SELECTED TEXT
☆ ☆ ☆ ☆ ☆

Presentation Details
Aging Decreases Behavioral Preferences for Salts, but not for Sucrose, and Alters the Ultrastructural Morphology of Fungiform Taste Pores in Mice

Kolbe M Sussman, Joseph M Breza.

Eastern Michigan University, Ypsilanti, MI, USA

Abstract


Previously, we showed that rat chorda tympani nerve responses and ultrastructural characteristics of fungiform taste pores changed with age. The effects of aging on the taste system in mice, the preferred model for chemosensory research, has been largely unstudied. The aim of this study was to examine whether aged mice had differences in taste preferences to sucrose, NaCl, and NH4Cl, and whether they had differences in ultrastructural characteristics of fungiform taste pores using scanning electron microscopy (SEM). Thirty-minute two-bottle preference tests indicated that preferences for NaCl and NH4Cl, but not sucrose, were significantly different in aged mice (16-17 months old) relative to young mice (5 months old). In the same animals, we found that the aged group had a significantly lower percentage of fungiform papilla with taste pores present. Microvilli of taste bud cells extend into the taste pores of fungiform papillae. The absence of a taste pore on fungiform papillae strongly suggests that taste stimuli cannot interact with taste bud cells beneath the epithelial surface and consequently decrease taste nerve activity. These findings are consistent with our recent findings in rats, where advanced aging had a significant impact on the magnitude of chorda tympani responses to salt and ultrastructural characteristics of fungiform taste pores. Collectively, these data suggest that aging significantly affects fungiform taste pore morphology and has a significant impact on taste processing. While the morphological changes at the level of the fungiform taste pore in aged mice are might have played a role in differences in behavioral taste preferences to salt stimuli, it is possible that changes in central taste processing occur as well.

☆ ☆ ☆ ☆ ☆

GIVEN ENTRIES
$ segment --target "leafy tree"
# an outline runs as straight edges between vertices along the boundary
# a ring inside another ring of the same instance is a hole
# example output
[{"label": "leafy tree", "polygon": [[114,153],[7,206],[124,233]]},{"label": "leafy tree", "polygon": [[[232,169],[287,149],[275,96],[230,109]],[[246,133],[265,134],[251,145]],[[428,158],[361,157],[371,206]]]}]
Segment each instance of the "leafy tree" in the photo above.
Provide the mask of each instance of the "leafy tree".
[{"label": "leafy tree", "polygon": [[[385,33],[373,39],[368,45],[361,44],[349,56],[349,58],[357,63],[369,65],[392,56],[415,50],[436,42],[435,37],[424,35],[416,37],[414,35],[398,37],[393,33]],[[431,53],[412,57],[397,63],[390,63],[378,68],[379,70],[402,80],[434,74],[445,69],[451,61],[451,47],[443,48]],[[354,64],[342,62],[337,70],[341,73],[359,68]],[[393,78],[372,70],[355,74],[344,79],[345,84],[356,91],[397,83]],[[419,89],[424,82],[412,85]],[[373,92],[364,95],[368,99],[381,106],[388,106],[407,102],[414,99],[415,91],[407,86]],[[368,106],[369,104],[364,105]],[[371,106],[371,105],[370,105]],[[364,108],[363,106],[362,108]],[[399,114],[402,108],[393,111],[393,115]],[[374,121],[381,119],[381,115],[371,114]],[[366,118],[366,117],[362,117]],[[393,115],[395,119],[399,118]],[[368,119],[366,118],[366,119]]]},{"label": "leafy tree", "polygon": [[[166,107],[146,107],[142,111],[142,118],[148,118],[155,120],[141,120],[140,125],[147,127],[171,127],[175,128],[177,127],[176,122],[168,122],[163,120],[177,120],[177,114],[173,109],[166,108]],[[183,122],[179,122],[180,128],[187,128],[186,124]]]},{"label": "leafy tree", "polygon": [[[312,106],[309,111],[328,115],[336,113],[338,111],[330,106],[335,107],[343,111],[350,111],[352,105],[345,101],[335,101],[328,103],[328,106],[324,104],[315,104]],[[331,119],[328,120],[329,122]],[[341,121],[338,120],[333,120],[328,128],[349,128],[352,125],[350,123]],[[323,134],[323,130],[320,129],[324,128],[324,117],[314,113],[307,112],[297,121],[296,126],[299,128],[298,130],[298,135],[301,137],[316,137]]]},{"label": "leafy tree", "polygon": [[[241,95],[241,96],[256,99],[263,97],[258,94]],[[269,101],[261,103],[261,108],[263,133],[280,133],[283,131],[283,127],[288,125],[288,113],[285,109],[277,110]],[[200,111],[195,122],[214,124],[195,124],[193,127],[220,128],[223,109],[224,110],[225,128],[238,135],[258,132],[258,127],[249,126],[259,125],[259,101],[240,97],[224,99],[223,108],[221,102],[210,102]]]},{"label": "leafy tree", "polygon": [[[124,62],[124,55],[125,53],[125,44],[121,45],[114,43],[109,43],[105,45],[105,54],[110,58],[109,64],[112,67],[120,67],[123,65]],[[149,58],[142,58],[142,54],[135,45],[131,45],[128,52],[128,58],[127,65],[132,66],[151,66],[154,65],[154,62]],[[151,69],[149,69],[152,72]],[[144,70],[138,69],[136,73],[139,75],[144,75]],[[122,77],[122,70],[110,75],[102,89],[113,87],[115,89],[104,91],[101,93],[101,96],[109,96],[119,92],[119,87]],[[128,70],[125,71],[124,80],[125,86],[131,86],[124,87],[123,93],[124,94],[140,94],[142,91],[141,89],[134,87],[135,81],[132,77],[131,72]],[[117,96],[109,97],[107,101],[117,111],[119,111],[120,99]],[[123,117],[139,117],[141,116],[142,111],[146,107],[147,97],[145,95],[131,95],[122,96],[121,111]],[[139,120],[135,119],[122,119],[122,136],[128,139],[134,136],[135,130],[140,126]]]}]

☆ ☆ ☆ ☆ ☆

PROBLEM REQUIREMENTS
Extract word for word the passage of the abstract on aging and taste in mice starting with "Presentation Details" and going on through "Joseph M Breza.". These data come from a separate source, unrelated to the abstract on aging and taste in mice.

ANSWER TO THE PROBLEM
Presentation Details
Aging Decreases Behavioral Preferences for Salts, but not for Sucrose, and Alters the Ultrastructural Morphology of Fungiform Taste Pores in Mice

Kolbe M Sussman, Joseph M Breza.